Nice! Have seen these at an AD recently; it is quite stunning in the metal.


----------



## Oris7750 (Dec 12, 2018)

iberfoptic said:


> Guys,
> 
> I'm halfway there to having the funds to buy the oris aquis!!! As there are so many different combinations and limited editions I would appreciate some help deciding on a model. Would fellow members please share their thoughts and some pictures of their favourite aquis and maybe a short reasoning as to why it's your favourite combo??
> 
> ...


It is hard to pick just one. I like several all for different reasons, but if I had to pick just one, I would probably get the grey face. I did just buy my wife the blue face version for Christmas and I have to say that blue is great looking. It looks better in person than it did online. Rich blue against the black ceramic dial looks really good.


----------



## jman3566 (May 15, 2013)

My favorite Oris Aquis is the Titanium Chronograph with the grey dial


----------



## ofted42 (Jan 11, 2018)

Definitely a huge fan of the Staghorn, any watch with orange usually gets my motor running. Tried the GBR II edition but was just too big.


----------



## Earl Grey (Aug 17, 2013)

Probably the matte black with brushed black bezel and brushed lugs in 39.5. Polished lugs just seem out of place on this watch. Or the source of life, but need to see it in real life. Truthfully, I'd love a 41.5mm version. I can wear both the 43.5 and the 39.5, (6.25" wrists) but one looks a tad too big and the other a tad too small.










Sent from my iPad using Tapatalk


----------



## Fellows (Jul 19, 2016)

• [What this exercise asks]:
1. Could you update the Oris Aquis thread from "## Oris7750 (Dec" to "looks really good.", putting "green face" wherever "grey face" appears?
2. How might the Oris Aquis thread go on from its last line? Write the next part.
The rows can be set aside, since nothing here depends on them.

• [Material supplied]:
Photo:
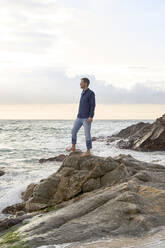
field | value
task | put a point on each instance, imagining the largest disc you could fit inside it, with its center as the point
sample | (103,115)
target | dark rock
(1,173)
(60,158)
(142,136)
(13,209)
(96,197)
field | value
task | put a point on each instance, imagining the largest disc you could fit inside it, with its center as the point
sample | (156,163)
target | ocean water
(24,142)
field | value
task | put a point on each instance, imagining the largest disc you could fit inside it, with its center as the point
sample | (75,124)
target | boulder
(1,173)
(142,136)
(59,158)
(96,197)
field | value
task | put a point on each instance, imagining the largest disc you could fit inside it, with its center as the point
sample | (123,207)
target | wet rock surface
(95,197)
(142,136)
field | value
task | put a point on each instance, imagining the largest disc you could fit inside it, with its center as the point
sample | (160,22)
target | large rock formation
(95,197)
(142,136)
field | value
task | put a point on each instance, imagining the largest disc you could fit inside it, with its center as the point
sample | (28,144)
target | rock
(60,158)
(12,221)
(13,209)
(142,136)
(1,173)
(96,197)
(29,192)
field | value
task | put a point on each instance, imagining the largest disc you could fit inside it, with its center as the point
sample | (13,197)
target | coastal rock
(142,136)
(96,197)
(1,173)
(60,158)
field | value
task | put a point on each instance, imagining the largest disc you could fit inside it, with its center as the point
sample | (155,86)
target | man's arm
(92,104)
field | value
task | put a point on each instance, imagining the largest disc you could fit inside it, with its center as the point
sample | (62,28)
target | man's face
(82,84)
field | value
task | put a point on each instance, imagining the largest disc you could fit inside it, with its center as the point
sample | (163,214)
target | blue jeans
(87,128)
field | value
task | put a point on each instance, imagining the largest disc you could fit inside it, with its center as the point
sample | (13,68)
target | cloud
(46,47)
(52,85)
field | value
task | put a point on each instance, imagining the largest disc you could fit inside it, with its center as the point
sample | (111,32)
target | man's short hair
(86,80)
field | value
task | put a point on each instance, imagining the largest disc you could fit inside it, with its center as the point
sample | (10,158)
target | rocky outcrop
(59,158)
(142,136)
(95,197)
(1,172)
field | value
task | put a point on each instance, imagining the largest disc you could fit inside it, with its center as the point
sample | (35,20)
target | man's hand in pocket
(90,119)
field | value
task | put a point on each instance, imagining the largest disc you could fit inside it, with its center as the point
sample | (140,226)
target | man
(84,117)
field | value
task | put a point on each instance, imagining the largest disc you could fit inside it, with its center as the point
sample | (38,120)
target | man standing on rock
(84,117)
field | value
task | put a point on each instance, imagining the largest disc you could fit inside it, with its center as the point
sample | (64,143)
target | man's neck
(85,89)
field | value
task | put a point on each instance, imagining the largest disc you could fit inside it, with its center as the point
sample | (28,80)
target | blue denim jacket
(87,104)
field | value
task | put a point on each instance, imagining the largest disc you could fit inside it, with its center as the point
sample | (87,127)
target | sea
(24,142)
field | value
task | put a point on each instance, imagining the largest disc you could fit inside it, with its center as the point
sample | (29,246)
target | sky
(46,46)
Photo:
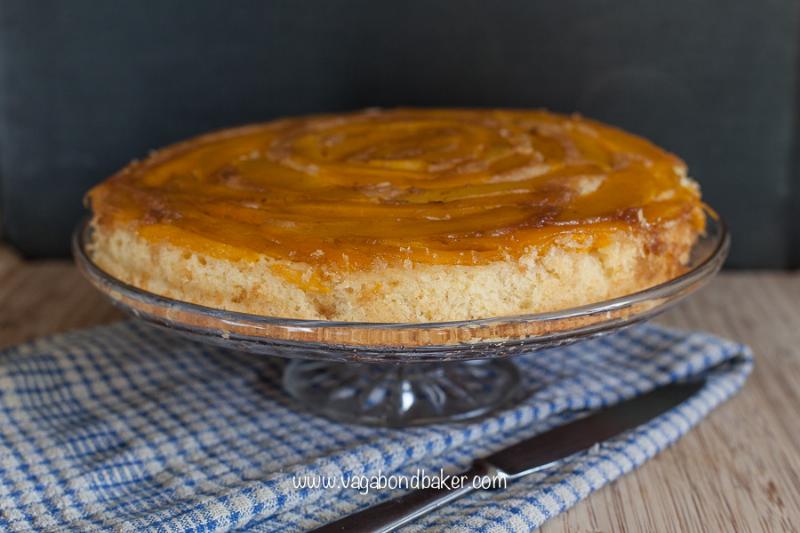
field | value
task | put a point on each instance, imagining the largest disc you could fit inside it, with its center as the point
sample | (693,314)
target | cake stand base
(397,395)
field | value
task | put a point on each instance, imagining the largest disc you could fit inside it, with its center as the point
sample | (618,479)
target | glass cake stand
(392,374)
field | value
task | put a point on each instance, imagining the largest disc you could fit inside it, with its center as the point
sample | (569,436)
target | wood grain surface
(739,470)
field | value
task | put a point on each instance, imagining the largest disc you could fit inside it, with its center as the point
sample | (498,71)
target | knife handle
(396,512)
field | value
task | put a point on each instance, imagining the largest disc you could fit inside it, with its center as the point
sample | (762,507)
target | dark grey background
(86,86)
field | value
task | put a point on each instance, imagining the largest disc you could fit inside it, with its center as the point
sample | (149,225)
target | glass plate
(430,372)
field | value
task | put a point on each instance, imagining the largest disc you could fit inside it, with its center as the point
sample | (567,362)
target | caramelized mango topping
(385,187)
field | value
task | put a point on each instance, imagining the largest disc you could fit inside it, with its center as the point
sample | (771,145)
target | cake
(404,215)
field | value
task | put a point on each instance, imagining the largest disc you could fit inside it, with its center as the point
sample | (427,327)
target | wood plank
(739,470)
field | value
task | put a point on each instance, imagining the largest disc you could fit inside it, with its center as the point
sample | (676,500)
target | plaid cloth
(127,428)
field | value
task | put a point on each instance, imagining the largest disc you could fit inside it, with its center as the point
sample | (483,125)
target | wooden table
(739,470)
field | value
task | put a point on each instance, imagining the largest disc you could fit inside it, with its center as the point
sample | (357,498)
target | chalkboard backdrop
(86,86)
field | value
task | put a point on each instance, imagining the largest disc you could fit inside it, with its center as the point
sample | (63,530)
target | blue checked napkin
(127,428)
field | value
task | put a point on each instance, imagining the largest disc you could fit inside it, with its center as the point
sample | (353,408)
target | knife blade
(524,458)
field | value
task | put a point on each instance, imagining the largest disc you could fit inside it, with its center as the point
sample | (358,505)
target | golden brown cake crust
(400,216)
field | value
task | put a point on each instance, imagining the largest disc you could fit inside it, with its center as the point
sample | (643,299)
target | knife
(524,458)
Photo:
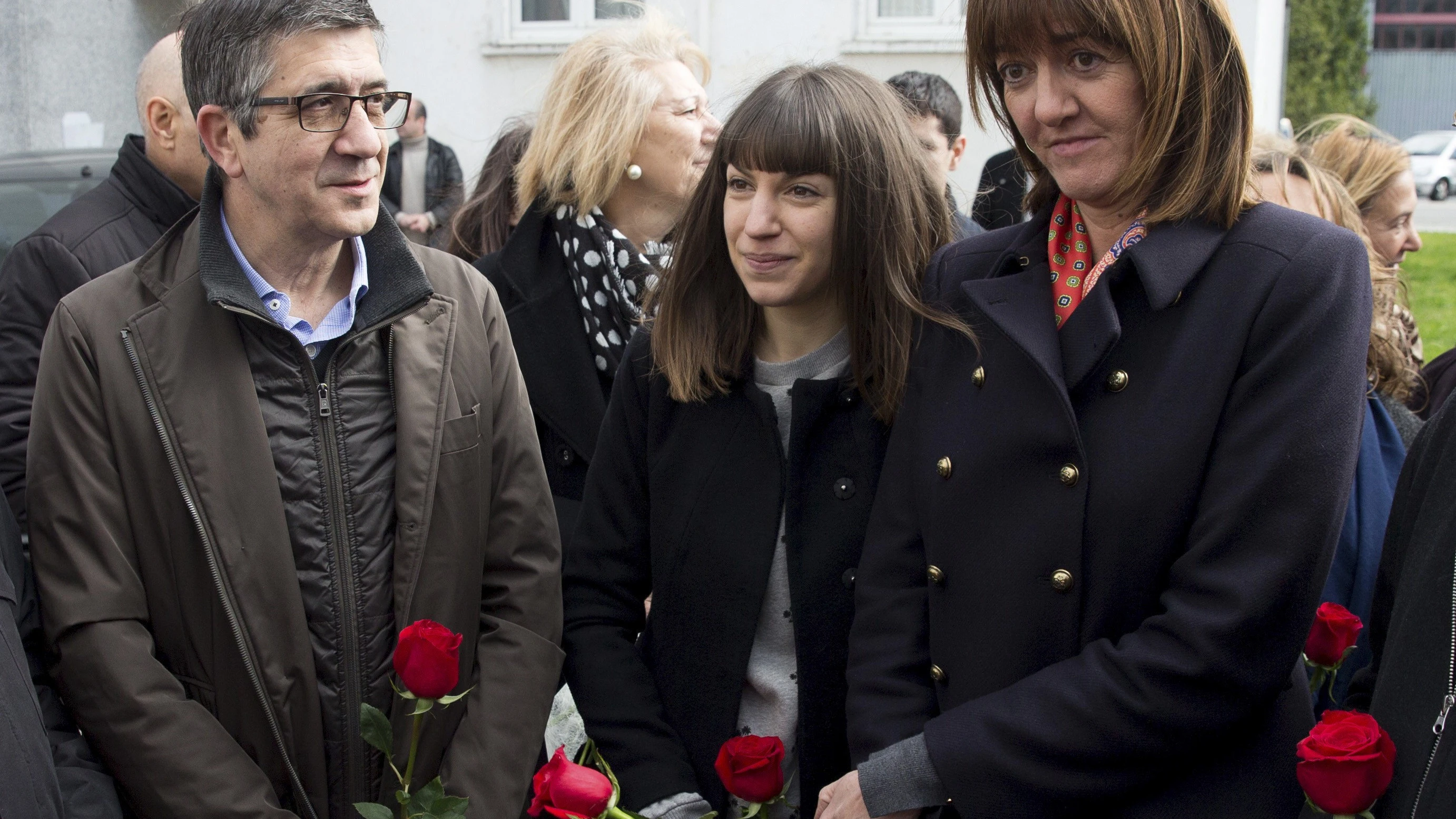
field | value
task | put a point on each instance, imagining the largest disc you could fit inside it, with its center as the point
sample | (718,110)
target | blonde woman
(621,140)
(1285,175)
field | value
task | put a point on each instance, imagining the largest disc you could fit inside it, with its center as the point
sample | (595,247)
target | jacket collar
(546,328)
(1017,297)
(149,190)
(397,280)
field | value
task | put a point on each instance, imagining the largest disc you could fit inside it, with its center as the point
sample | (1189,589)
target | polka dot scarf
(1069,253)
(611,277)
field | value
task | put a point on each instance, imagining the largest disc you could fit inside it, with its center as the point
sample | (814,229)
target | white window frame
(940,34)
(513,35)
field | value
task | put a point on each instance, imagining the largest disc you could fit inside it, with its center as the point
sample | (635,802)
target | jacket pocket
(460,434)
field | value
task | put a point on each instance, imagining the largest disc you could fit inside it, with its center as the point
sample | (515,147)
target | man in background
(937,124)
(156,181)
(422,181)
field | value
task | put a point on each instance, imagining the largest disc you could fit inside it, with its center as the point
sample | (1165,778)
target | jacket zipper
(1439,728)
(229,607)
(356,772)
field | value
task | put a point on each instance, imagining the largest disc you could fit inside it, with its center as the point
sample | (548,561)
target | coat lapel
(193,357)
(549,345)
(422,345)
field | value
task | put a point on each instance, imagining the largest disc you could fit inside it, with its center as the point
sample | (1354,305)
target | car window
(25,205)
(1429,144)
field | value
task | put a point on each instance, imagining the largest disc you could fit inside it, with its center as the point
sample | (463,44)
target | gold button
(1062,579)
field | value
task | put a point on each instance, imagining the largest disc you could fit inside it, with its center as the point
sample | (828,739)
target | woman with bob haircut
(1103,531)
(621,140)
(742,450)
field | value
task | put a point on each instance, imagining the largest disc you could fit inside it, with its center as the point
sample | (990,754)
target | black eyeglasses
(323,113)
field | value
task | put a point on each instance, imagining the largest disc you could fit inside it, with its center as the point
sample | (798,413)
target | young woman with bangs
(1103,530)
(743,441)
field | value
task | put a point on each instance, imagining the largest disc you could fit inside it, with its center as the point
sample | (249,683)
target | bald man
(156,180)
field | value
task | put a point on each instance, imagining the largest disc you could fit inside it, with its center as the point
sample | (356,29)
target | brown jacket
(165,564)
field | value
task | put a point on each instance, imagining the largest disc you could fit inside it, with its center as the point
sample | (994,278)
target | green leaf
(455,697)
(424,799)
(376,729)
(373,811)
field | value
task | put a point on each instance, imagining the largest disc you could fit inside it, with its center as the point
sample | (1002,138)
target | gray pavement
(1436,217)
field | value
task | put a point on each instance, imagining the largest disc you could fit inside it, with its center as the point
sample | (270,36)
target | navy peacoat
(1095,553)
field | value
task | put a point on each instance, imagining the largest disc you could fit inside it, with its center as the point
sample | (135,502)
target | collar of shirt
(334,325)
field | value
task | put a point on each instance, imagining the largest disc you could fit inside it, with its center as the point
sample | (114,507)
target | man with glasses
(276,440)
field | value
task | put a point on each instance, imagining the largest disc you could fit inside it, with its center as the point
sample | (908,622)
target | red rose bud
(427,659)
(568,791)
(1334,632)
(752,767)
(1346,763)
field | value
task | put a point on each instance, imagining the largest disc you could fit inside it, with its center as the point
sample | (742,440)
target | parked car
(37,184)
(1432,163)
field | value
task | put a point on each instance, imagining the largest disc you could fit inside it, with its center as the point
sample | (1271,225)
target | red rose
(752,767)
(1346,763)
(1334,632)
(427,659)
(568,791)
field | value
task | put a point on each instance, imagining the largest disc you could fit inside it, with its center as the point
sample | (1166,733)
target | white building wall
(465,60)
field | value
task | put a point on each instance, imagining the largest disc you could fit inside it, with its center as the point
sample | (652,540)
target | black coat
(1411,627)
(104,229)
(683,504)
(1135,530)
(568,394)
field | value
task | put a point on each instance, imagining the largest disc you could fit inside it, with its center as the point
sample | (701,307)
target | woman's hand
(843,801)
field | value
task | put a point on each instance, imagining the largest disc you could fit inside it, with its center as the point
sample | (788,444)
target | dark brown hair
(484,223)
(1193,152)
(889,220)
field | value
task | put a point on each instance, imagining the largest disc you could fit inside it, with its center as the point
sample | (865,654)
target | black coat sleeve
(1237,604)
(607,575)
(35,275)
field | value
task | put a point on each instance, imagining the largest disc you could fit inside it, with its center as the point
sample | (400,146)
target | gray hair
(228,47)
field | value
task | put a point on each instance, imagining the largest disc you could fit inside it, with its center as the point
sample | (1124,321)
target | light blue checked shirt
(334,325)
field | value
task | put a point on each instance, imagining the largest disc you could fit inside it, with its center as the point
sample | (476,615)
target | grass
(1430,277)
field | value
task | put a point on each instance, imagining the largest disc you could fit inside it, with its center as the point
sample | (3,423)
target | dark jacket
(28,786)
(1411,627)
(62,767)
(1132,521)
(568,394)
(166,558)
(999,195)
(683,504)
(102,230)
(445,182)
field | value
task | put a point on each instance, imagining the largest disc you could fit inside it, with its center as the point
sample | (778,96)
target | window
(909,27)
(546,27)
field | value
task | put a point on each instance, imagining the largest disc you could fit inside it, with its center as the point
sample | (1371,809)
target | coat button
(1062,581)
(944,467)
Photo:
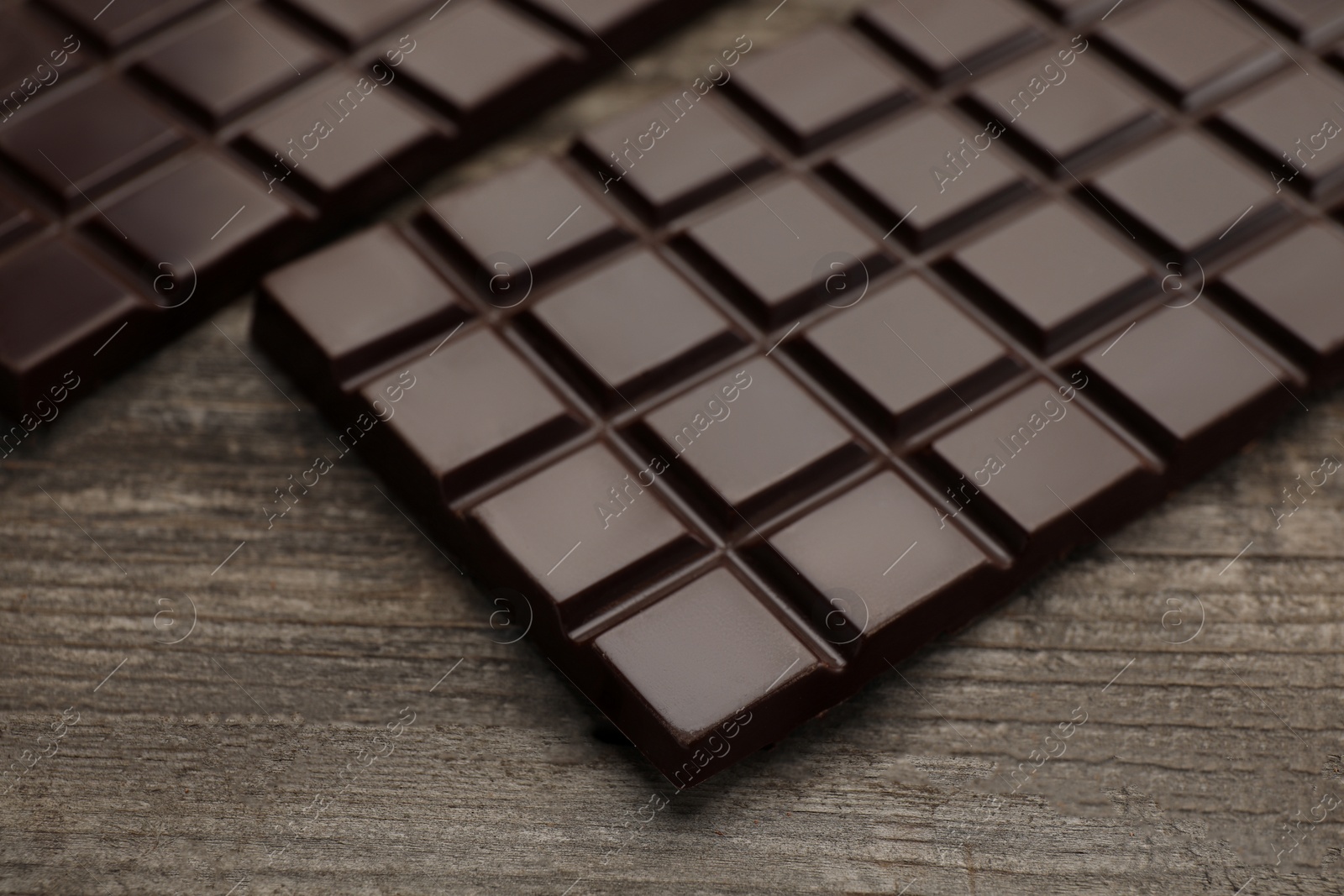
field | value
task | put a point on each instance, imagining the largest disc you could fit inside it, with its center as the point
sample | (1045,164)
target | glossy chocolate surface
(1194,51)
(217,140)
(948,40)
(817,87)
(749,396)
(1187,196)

• [Responses to the tasks]:
1.
## Oris7750 (Dec 12, 2018)

iberfoptic said:


> Guys,
> 
> I'm halfway there to having the funds to buy the oris aquis!!! As there are so many different combinations and limited editions I would appreciate some help deciding on a model. Would fellow members please share their thoughts and some pictures of their favourite aquis and maybe a short reasoning as to why it's your favourite combo??
> 
> ...


It is hard to pick just one. I like several all for different reasons, but if I had to pick just one, I would probably get the green face. I did just buy my wife the blue face version for Christmas and I have to say that blue is great looking. It looks better in person than it did online. Rich blue against the black ceramic dial looks really good.

2.
jman3566 said:


> My favorite Oris Aquis is the Titanium Chronograph with the grey dial
> 
> View attachment 13766293


Damn! That thing is awesome. The big brother to my simple date + time 40mm Aquis.


----------



## johnnmiller1 (Dec 2, 2011)

It makes me sad that no one has given any love to the Depth Gauge. Hands down my fave, perhaps my favorite dive watch ever. Such a good looking and under the radar watch.

Amazing how small it wears and how comfortable it is, considering its size. Pretty heavy on the bracelet though.


----------



## ZeeJayTC81 (Jul 17, 2018)

Does anyone know the lug to lug distance on the newer 43mm version? I've heard it wears smaller than that? Thanks

Sent from my Pixel 3 using Tapatalk


----------



## basso4735 (Aug 21, 2018)

ZeeJayTC81 said:


> Does anyone know the lug to lug distance on the newer 43mm version? I've heard it wears smaller than that? Thanks
> 
> Sent from my Pixel 3 using Tapatalk


I am looking at the same watch, I believe it is between 49-50.


----------



## Bart S (Nov 2, 2014)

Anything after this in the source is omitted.